Passage shown section start

Evans was appointed last month to co-chair the UK government’s national dementia initiative, which aims to draw lessons from the Covid vaccine taskforce to accelerate dementia research and comes with a commitment to double funding for dementia research to £160m a year by 2024–2025.

It follows breakthrough trial results last year, in which lecanemab, developed by Eisai and Biogen, was shown to be the first drug to slow cognitive decline in early-stage Alzheimer’s patients. The mission is co-chaired by Nadeem Sarwar, a senior leader at Eisai.

The lecanemab results have been met with a mixed response, with some experts emphasising that the modest benefits, equivalent to slowing decline by a few months, need to be balanced against its cost and the challenges in delivering it to large numbers of patients. There are also safety concerns; about a fifth of patients in the trial experienced side-effects including brain swelling or bleeding, and three deaths have been linked to the drug.

However, Evans compared the drug to the earliest cancer or HIV treatments, which often had relatively limited efficacy and severe side-effects, but paved the way for medicines that revolutionised outcomes for the next generation of patients.

“If you look at cancer or HIV first-in-kind treatments, I don’t think there’s ever been one that’s been a brilliant drug in itself,” she said. “It’s showing a concept works. Drugs that come in behind [lecanemab] are hopefully going to be better, have fewer side-effects, and that six-month efficacy turns into 12 months, turns into two years and starts to make a real impact,” she said.

“If you’re in your 70s and have another two years of better cognitive health, people will take that,” she added. “That’s a victory in itself.”

For those currently in their 40s, Evans predicts that diagnostic blood tests combined with AI insights from mobile phone data will mean that diagnosis will happen much earlier, and that drugs or vaccines designed to prevent neurodegenerative disease will become increasingly effective.

Evans contrasts this hopeful outlook with a prevailing sense of pessimism a decade ago, following years of false starts and failed trials. “There was no confidence that this was something that we could treat … and certainly ‘cure’ was a word that was slightly frowned upon by the community or challenged by scientists,” she said. “Now there is an understanding and acceptance that this isn’t an inevitable part of old age. It’s caused by a range of neurodegenerative diseases, Alzheimer’s being the most common.

Passage shown section end

▶ [Problem set]:
A: Reproduce the dementia research article word for word, starting with "Evans contrasts this" and going on through "the most common.".
B: From the dementia research article, translate this sentence into Spanish: "The mission is co-chaired by Nadeem Sarwar, a senior leader at Eisai."
C: Carry the dementia research article forward with a few more sentences that follow on from its final line.

Source material section start

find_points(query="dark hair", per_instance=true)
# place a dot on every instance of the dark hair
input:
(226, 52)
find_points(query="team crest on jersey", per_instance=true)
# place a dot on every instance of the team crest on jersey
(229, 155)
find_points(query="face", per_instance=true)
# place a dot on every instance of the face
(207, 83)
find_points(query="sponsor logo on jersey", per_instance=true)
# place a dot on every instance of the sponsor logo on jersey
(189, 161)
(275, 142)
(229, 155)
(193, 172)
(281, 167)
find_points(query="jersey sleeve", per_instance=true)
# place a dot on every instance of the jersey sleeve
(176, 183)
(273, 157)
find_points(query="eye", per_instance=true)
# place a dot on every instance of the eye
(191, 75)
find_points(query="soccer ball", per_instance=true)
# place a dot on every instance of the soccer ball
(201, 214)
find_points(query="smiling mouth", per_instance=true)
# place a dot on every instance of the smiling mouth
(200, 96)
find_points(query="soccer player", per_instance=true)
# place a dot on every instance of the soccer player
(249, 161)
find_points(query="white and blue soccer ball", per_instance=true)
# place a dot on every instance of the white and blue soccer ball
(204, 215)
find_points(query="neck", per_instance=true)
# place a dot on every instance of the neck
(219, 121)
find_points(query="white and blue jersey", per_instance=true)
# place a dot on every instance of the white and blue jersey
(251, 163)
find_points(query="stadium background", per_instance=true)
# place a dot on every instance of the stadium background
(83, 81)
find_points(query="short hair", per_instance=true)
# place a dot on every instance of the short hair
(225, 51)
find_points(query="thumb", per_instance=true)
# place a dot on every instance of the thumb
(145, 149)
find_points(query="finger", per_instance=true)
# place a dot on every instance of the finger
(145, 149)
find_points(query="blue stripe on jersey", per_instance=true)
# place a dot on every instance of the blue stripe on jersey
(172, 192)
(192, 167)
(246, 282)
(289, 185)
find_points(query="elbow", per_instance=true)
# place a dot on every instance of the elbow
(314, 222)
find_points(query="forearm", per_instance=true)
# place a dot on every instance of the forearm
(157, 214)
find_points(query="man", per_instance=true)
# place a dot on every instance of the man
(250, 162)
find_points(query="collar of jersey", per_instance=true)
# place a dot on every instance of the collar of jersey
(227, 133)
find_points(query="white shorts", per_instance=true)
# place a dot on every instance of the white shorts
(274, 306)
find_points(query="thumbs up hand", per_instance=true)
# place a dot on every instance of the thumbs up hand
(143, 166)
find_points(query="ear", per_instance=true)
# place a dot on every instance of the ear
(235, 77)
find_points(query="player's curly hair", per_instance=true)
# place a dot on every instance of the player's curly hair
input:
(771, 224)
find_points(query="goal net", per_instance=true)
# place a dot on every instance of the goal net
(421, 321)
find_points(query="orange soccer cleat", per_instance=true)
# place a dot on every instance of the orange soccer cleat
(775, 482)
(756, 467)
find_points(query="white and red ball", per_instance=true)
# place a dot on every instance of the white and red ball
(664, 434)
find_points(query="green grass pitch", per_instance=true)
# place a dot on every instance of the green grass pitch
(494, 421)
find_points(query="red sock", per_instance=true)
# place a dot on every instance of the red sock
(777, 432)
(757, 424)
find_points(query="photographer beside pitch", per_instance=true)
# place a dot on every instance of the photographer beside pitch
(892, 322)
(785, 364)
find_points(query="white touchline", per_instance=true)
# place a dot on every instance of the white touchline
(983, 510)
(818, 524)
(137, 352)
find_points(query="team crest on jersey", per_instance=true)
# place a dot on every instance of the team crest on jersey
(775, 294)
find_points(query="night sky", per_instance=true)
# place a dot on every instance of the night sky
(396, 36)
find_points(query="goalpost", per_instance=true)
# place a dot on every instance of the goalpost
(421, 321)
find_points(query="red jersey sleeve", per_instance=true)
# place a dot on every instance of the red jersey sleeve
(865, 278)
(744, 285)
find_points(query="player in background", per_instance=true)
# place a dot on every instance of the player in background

Source material section end

▶ [Answers to the exercises]:
A:
Evans contrasts this hopeful outlook with a prevailing sense of pessimism a decade ago, following years of false starts and failed trials. “There was no confidence that this was something that we could treat … and certainly ‘cure’ was a word that was slightly frowned upon by the community or challenged by scientists,” she said. “Now there is an understanding and acceptance that this isn’t an inevitable part of old age. It’s caused by a range of neurodegenerative diseases, Alzheimer’s being the most common.

B: La misión está copresidida por Nadeem Sarwar, un alto directivo de Eisai.

C:
“We’re at the foothills and we can see where we’re going. We’re starting to see what that cure could look like for the patient … and that’s what makes it really exciting.”

The question of NHS delivery lies outside Evans’ remit in her dementia mission role. But, speaking as leader of Alzheimer’s Research UK, she expressed concerns over the ability of the NHS to deliver the treatments that could be approved for clinical use by the UK regulator as soon as next year.

Lecanemab works by clearing toxic plaques in the brain, and early diagnosis is essential for the treatment to be effective. But the UK lags behind many other countries on diagnosis, and there has been a collapse in patient participation in clinical trials. Delivering a drug such as lecanemab beyond large university hospitals is another challenge and raises the prospect of widening health inequalities in old age.

“I think the NHS is probably waking up to the fact that these treatments are potentially going to land and how on earth the system is going to deliver them,” said Evans. “We don’t have the number of PET scanners, we don’t have the ability to deliver these drugs on a monthly intravenous basis. We need an overhaul of the way we treat people with dementia, from diagnosis onwards.”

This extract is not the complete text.